Arrange the lines of the data below as a numbered list, starting at the line containing "Where can you find the triglav" and running through the last line, with both ends included. Leave out any blank lines.

━━━━━ EXERCISE MATERIAL

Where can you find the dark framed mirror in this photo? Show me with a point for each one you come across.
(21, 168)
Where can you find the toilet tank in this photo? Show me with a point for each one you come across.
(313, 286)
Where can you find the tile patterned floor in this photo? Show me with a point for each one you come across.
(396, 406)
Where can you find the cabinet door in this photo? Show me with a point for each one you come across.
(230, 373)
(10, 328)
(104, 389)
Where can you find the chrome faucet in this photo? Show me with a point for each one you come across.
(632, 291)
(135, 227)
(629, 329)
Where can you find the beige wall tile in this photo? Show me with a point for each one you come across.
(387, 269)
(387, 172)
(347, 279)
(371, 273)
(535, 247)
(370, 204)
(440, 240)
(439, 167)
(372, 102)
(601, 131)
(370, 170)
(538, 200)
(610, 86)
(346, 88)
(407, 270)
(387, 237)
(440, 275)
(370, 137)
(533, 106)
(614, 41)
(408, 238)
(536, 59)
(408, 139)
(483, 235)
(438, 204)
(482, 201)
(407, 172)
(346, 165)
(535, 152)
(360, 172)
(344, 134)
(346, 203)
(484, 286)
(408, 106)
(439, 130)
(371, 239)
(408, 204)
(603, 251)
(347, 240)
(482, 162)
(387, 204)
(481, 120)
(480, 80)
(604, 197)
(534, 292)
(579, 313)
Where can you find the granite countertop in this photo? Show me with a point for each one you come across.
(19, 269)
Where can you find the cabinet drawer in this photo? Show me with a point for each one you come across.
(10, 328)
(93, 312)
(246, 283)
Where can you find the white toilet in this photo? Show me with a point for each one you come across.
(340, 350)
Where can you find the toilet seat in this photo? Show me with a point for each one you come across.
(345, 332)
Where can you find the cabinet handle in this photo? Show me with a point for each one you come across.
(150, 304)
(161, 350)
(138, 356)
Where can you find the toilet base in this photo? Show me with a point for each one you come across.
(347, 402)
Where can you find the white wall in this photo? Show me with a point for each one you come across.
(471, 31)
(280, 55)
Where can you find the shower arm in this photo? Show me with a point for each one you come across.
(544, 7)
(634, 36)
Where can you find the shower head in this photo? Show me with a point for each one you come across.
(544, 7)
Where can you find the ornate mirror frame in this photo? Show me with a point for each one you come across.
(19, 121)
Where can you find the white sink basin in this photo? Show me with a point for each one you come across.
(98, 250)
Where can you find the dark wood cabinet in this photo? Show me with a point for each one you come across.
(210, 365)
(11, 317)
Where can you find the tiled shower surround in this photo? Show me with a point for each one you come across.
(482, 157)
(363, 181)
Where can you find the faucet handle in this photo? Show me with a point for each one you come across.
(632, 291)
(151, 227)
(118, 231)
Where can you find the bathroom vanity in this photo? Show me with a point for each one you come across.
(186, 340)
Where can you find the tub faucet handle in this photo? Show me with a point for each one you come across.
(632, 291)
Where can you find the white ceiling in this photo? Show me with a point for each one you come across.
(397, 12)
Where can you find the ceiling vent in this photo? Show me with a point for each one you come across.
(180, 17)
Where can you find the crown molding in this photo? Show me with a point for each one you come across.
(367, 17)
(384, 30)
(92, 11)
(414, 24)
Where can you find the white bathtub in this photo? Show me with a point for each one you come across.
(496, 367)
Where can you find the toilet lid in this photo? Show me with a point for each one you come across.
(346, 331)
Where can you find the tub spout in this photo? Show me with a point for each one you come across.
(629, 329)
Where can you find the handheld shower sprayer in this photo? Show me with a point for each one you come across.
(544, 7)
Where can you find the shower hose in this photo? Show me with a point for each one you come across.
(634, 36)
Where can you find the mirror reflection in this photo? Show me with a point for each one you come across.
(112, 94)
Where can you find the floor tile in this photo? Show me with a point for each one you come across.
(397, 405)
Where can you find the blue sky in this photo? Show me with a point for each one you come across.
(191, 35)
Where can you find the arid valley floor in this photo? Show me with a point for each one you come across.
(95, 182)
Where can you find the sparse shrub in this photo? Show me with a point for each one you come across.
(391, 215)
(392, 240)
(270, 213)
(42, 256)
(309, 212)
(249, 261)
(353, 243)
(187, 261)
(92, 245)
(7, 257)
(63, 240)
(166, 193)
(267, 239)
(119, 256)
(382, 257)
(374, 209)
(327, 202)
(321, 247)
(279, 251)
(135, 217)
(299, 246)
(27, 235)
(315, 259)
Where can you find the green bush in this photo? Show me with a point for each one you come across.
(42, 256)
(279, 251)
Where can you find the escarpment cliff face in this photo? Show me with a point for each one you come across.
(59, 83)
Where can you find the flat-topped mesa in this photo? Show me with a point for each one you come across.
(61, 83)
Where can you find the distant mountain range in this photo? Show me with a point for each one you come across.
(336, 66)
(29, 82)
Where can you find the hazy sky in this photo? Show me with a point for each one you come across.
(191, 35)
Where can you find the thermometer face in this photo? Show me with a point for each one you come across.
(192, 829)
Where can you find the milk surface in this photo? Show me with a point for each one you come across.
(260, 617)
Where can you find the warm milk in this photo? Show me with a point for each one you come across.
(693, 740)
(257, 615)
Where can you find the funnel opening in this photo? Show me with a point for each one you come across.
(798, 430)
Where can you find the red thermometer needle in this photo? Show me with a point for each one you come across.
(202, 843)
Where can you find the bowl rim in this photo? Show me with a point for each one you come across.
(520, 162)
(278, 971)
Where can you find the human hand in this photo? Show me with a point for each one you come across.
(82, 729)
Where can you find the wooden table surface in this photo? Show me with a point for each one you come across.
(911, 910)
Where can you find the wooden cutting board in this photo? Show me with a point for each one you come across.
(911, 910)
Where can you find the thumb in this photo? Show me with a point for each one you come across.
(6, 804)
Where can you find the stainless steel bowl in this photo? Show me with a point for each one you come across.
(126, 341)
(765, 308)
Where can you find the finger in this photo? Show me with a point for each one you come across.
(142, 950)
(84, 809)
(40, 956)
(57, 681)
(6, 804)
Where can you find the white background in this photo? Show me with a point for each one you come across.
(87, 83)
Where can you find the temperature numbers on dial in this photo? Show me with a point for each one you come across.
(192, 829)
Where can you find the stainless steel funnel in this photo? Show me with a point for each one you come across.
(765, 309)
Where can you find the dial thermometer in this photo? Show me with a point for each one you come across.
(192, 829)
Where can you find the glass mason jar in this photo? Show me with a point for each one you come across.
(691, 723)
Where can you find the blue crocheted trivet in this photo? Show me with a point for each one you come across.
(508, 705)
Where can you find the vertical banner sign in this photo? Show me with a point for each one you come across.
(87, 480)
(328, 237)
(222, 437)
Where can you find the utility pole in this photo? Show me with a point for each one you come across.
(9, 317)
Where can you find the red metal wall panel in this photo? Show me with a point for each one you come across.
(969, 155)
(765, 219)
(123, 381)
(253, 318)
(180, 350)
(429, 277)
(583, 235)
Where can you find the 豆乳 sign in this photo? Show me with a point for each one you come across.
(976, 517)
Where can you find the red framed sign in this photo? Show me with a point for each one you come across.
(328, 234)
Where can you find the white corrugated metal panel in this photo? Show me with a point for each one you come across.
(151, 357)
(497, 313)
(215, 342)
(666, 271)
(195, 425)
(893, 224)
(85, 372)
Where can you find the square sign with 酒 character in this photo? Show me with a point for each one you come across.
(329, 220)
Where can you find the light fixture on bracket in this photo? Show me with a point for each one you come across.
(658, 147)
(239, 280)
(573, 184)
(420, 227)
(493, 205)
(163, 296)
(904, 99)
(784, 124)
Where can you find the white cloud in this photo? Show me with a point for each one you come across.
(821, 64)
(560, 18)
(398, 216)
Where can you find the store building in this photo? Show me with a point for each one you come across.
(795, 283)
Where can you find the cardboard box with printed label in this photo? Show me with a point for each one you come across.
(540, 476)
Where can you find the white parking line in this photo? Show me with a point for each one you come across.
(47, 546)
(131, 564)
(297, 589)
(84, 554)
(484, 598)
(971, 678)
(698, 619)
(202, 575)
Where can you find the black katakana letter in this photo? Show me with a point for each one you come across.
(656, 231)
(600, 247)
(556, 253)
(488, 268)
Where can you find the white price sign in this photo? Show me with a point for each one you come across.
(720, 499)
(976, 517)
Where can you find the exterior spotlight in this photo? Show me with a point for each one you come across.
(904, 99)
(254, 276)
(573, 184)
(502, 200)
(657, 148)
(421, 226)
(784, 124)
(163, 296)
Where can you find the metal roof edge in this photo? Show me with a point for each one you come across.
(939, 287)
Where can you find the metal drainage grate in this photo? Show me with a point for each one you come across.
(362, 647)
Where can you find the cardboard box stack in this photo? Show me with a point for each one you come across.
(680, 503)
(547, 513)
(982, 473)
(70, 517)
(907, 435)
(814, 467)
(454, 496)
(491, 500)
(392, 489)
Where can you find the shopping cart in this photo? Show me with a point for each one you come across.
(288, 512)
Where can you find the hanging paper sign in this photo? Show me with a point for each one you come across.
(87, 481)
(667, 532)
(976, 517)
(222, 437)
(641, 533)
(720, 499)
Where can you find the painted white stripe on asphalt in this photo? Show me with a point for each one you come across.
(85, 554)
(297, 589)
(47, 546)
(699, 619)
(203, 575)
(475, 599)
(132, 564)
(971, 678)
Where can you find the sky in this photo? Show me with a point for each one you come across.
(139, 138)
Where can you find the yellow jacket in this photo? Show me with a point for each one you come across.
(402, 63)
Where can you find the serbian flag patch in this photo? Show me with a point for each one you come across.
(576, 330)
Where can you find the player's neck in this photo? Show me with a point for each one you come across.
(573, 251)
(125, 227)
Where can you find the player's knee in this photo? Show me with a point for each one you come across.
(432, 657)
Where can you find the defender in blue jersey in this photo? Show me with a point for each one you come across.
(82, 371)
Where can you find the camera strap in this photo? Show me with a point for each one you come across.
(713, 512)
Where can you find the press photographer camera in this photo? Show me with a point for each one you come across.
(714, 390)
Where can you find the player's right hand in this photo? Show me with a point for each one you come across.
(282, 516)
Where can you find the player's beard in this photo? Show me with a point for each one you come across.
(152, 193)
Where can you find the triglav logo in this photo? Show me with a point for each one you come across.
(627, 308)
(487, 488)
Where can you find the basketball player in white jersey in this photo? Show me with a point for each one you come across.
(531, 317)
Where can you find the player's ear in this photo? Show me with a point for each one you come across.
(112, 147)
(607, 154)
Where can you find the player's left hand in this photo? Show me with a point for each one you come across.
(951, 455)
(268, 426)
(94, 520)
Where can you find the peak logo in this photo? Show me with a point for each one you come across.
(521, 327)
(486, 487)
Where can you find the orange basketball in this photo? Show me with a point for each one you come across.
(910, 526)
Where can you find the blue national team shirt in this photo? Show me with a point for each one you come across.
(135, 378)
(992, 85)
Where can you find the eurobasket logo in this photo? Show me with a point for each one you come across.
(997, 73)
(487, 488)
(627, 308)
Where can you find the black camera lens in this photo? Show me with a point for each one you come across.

━━━━━━━━━━

(RESULT OF THE TASK):
1. Where can you find the triglav logo in this photo? Show me with a point for each one you come across.
2. (627, 308)
3. (487, 488)
4. Where can you find the basketball player in white jersey in this photo? Show me with a point for each one you come across.
5. (531, 317)
6. Where can you find the player's ear in this photo? Show me with a point for each one you come across.
7. (112, 147)
8. (607, 154)
9. Where can you find the player's left hand in this photo? Show me with a point for each one you come across.
10. (951, 455)
11. (268, 426)
12. (94, 520)
13. Where can you find the peak logo in this photo? Show me with a point for each one you come across.
14. (521, 327)
15. (486, 487)
16. Where can you find the orange basketball in this photo? Show me with a point for each one you come across.
17. (910, 526)
18. Where can you find the blue national team shirt in this photo? Show me with a point for each one you come across.
19. (135, 378)
20. (992, 85)
21. Where can you find the eurobasket logo in this photo? Show me with a point for each one you come across.
22. (997, 73)
23. (487, 488)
24. (627, 308)
25. Where can you find the black camera lens in this photo? Show me with a point for each one you come across.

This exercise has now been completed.